====== Excerto selecionado

Ha sete ou oito annos vinha eu do Poço do Bispo no electrico, quando nas alturas da Mitra entrou um meu velho amigo e camarada, Dr. P., clinico da localidade, com quem vim conversando até á Baixa.
Trazia na mão um numero de revista litteraria, e abrindo-o no sitio d’uma peça poetica, impressa, perguntou-me se eu ouvira alguma vez fallar da Coronado. Fiz com a cabeça que não, e elle, explicando que era o médico da casa, em duas palavras fez o elogio sumário da sua cliente. Mez e meio havia que esta senhora, já então de oitenta a oitenta e dois annos d’edade, mas completamente em plena validez mental e muscular, se fôra por uma escada de pedra, quebrando um braço pelo terço inferior do cubito e do rádio.
Poucas esperanças tinha o clinico, dada a edade provécta da paciente, de se virem a soldar os topos da fractura; senão quando, ao lhe ser tirado o aparelho, se viu como os ossos quebrados tinham adherido, e a cura se fizera completa e ás maravilhas!
Emquanto imovel no leito, a doente, cuja nervosidade frenetica espantosamente sofria de estar preza, para enganar o tempo e distrahir o espirito volitante, ideára e compuzera em quadras endecasylabas, uma poesia festiva ás suas mãos.
E aqui o médico estendeu-me a revista para eu lêr.
Uma das mãos da Coronado estivéra mez e meio entrapada nas ligaduras do aparelho de fractura, sem vêr a outra, e a poetiza figurava-as como duas amigas ou irmãs gémeas afeitas a comunicarem no seu dia a dia impressionista, a imitarem-se os gestos, a procederem por sentimentos e instinctos identicos, e que uma tão longa separação lançára no desespero e na saudade.
A alegria do novo encontro fazia-as exultar em caudaes de ternura e hossanas de prazer. Os versos eram ricos, nem farfalhudos, nem ôcos, com significados precisos, frases de bronze sonoro, imagens faiscantes, claras, simples, dando uma ideia de riqueza sóbria, e mostrando uma artista experiente e um pulso de homem. Não havia hesitação nem cançaço, nem essa pulverisante banalidade dos velhos que vivem de restos e, perdido o séstro construtivo e inventivo, fazem litteratura de toadas e sandezes. Qualquer Fernandez Shaw ou Eduardo Marquina, Santos Chocano ou Manoel Machado, Ruben Dario ou Francisco Vilaespesa, poderiam ter assignado esse texto de bravura, doce e intenso, vivido e sentido, verdadeiro cantico d’uma alma unindo a transcendencia lyrica á precisão. No tempo da Coronado os poetas ainda eram só romanticos ou classicos…
O individualismo hysteropatha não tinha creado os grupos de cabaret e as patrulhas maniacas de symbolistas, instrumentistas, decadistas, ideologos, esthetas, neo-mysticos e magnificos, que depois inçaram a poesia de brochuras pathologicas, dando a impressão d’uma casa d’orates com mais exhibicionismo que estro, e menos inspiração que maluqueira.

============

**Lista de tarefas**
**A)** Responda a estas perguntas sobre o excerto, cada resposta na sua linha:
(i) Em que ponto do percurso entrou o Dr. P. no elétrico?
(ii) Que função exercia o Dr. P. em casa da Coronado?
(iii) Em que forma de versos compôs a doente a poesia às suas mãos?
**B)** Por favor, transcreva do excerto o trecho entre "Poucas esperanças tinha" e "e ás maravilhas!", inclusive.
Os registos não têm qualquer relação com o excerto.

====== Registos extraídos

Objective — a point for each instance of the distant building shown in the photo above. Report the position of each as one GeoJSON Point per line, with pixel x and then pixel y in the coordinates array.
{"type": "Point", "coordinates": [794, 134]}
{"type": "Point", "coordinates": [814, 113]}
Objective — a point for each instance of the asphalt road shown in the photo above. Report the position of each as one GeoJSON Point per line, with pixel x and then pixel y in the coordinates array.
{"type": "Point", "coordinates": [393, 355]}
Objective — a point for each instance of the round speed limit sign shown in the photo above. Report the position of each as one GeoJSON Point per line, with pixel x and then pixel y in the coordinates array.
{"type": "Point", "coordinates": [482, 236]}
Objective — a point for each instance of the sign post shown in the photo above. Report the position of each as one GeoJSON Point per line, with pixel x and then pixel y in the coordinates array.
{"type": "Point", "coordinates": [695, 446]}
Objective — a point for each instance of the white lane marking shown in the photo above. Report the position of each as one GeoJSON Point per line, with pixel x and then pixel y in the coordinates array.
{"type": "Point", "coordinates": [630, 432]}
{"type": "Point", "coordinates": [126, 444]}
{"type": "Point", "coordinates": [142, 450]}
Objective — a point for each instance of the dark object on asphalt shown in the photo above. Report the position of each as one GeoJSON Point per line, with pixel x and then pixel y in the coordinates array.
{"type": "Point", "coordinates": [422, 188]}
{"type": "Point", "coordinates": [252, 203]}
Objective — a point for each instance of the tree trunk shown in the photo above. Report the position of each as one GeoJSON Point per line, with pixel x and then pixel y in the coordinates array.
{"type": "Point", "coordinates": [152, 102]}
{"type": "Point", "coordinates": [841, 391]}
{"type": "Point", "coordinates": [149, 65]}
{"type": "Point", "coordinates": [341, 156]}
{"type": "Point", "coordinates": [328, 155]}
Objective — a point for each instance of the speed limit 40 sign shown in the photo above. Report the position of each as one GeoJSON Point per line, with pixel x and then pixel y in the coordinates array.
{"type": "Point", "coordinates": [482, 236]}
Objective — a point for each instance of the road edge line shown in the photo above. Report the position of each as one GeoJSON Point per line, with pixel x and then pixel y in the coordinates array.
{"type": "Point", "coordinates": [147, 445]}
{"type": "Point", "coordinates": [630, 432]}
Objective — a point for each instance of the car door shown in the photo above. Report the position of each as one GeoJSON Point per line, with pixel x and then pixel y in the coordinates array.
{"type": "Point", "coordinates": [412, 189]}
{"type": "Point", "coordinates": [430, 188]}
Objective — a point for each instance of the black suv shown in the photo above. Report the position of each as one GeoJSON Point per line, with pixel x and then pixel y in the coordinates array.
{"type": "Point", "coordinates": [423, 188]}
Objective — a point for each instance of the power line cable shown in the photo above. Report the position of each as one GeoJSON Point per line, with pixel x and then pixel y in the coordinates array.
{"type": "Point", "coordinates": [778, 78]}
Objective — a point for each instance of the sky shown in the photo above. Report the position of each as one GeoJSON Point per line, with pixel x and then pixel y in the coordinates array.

============

**Resultados das tarefas**
**A)**
(i) Nas alturas da Mitra.
(ii) Era o médico da casa.
(iii) Em quadras endecasylabas.

**B)**
Poucas esperanças tinha o clinico, dada a edade provécta da paciente, de se virem a soldar os topos da fractura; senão quando, ao lhe ser tirado o aparelho, se viu como os ossos quebrados tinham adherido, e a cura se fizera completa e ás maravilhas!